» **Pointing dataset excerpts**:
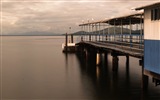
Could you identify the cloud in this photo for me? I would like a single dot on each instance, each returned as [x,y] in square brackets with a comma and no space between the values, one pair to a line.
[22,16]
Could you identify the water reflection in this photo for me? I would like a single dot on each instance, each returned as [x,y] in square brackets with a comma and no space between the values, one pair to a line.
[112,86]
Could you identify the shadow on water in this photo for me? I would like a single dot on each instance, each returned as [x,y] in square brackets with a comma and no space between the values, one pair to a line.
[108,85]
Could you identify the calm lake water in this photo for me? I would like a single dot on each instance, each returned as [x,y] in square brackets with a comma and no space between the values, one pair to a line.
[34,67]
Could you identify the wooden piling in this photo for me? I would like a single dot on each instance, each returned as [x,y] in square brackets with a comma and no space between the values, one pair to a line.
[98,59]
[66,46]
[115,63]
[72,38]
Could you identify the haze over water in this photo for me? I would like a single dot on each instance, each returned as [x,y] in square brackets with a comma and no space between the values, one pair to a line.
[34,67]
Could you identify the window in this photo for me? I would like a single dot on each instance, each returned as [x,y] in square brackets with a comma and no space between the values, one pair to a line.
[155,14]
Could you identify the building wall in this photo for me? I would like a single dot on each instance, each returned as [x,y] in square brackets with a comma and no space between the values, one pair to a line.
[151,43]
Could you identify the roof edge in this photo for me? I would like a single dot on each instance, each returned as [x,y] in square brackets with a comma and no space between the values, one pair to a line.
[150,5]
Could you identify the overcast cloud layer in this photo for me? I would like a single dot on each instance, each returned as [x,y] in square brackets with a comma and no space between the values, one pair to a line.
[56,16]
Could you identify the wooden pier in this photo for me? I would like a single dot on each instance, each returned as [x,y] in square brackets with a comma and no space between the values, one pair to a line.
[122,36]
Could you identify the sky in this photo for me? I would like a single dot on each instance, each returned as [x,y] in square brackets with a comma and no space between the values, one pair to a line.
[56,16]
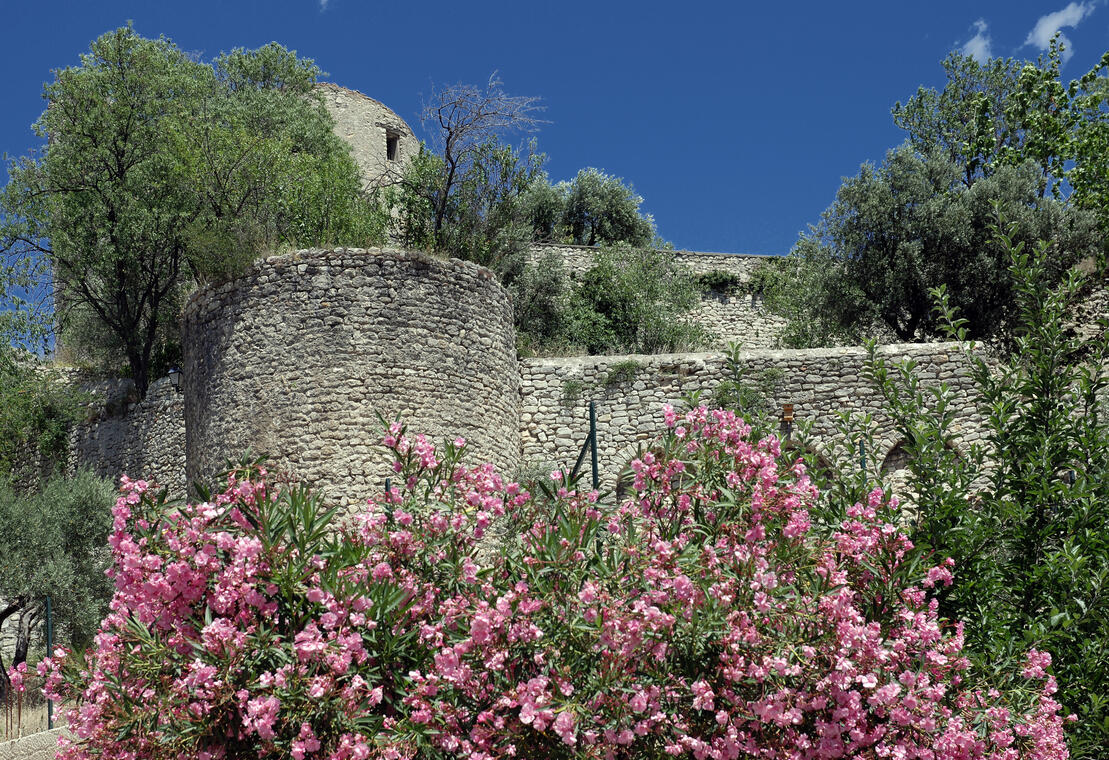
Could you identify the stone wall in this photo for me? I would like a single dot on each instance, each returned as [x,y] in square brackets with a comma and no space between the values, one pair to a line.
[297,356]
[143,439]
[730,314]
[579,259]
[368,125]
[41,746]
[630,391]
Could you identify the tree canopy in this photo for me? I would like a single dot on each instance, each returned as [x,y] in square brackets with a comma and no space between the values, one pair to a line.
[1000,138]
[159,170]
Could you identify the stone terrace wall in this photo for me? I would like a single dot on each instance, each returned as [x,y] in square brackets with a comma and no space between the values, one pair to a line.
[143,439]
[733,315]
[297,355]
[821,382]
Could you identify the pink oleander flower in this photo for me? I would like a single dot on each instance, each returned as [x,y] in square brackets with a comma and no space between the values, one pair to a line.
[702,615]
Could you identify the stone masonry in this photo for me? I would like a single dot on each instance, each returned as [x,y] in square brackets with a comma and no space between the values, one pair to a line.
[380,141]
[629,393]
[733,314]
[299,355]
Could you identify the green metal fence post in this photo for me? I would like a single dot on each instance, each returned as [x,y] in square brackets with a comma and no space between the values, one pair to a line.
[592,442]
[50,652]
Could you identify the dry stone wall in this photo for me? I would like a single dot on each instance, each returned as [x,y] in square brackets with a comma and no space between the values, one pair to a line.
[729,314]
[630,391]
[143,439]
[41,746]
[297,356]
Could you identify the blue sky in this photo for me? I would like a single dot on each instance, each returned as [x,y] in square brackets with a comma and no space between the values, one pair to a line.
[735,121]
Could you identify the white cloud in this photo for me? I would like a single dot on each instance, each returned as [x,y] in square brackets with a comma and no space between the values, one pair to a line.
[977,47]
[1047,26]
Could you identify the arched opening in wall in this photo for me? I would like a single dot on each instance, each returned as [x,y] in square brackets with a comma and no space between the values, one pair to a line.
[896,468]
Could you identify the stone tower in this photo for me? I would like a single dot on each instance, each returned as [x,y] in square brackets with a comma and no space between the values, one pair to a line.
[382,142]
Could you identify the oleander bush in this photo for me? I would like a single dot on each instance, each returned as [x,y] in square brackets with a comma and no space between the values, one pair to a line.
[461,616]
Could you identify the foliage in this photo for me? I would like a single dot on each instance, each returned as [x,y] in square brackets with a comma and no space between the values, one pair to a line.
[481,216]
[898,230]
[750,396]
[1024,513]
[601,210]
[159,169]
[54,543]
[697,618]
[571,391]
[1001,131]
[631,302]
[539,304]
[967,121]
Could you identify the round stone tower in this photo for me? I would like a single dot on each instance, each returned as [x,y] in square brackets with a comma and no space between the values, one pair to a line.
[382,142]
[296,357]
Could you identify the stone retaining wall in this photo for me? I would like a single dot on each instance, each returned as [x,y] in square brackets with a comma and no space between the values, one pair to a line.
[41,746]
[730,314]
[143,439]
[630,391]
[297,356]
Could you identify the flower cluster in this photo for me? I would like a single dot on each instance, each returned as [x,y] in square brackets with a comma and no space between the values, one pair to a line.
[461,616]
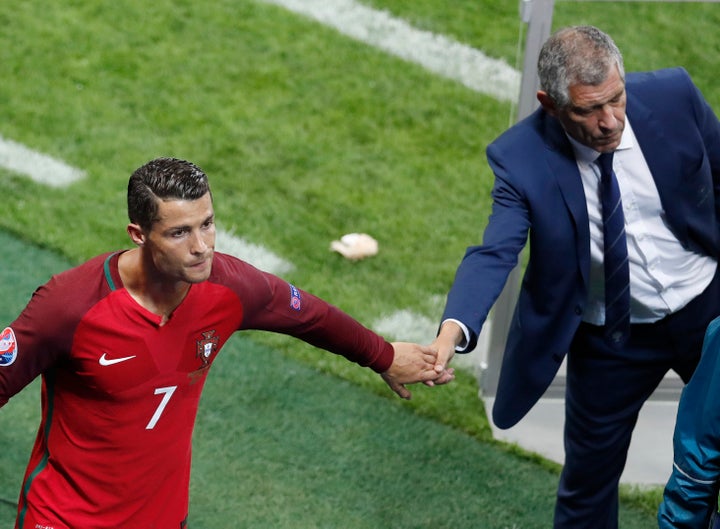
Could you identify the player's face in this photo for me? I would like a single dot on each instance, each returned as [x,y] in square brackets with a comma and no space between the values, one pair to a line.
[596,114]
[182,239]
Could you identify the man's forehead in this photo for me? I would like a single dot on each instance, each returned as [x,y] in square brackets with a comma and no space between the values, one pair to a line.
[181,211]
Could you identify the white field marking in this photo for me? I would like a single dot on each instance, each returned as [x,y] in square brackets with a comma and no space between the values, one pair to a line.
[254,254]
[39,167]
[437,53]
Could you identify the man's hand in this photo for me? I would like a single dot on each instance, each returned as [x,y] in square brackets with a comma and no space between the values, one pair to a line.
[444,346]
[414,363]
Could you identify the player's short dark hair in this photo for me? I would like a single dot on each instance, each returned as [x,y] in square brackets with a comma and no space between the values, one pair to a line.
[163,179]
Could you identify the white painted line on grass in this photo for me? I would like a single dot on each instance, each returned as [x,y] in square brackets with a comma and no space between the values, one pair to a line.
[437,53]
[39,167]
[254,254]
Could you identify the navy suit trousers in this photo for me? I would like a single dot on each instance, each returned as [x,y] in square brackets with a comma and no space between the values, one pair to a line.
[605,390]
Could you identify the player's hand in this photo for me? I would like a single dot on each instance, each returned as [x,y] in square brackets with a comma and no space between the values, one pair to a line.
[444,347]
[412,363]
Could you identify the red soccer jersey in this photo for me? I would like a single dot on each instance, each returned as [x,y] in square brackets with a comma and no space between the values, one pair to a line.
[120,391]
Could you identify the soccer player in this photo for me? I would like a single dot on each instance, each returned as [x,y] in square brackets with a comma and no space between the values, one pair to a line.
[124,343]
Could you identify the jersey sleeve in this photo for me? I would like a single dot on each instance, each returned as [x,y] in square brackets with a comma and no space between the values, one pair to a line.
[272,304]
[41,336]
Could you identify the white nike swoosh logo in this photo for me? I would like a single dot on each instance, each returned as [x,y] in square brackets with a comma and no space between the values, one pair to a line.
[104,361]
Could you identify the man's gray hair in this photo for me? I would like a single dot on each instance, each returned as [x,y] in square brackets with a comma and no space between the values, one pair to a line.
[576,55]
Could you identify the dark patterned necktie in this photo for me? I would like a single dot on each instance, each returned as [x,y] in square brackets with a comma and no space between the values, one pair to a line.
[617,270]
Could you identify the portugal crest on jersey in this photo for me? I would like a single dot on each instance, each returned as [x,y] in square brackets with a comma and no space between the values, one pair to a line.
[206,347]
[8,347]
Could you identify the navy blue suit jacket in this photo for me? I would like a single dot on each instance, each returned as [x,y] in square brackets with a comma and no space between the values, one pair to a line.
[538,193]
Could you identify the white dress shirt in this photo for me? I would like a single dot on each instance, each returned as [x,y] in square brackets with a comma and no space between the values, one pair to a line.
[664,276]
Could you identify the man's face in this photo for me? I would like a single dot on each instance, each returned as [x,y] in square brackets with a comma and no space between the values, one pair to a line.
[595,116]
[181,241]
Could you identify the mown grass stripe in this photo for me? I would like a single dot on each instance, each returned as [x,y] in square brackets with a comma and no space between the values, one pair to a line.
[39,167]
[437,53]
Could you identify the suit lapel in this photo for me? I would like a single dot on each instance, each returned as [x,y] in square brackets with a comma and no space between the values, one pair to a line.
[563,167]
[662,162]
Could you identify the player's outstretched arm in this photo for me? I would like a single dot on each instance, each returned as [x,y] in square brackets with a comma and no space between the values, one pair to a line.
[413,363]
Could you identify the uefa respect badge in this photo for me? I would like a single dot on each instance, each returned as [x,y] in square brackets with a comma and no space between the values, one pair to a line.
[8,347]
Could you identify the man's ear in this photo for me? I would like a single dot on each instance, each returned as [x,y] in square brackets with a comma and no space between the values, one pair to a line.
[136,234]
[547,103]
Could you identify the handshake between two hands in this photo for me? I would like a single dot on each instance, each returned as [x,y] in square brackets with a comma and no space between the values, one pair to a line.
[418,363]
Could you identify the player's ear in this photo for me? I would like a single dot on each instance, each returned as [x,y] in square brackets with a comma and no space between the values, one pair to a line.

» **Stated goal**:
Take the line with "Could you identify the player's outstretched" and all lines after it to the last line, and reproduce them exactly.

» **Solution to this task**:
Could you identify the player's outstretched arm in this photo for me? I would like a single dot on each instance, each returned as [x,y] in square brackets with a comma and no space between the values, one pair to a line.
[413,363]
Could you identify the uefa respect badge in this photo for me? I would like a single dot on each instance, each returned as [x,y] in square brackets with a comma and no space between the values, one pair to a line.
[8,347]
Could you identify the man's ear in this photo for me? I would like a single dot on each instance, each returned as [x,y] in square brackets with a comma and no space between the values, one pair to a line.
[136,234]
[547,103]
Could you identify the handshake between two hands in this photo for me? I would like a single dot on each instance, each returned as [x,y] in square brackets with a comma and no space between the values, one pair to a line.
[418,363]
Could you identify the player's ear in this photo for me? I would like a single dot on each instance, each returned as [x,y] in square brackets with a comma and no space between the values, one pair to a line.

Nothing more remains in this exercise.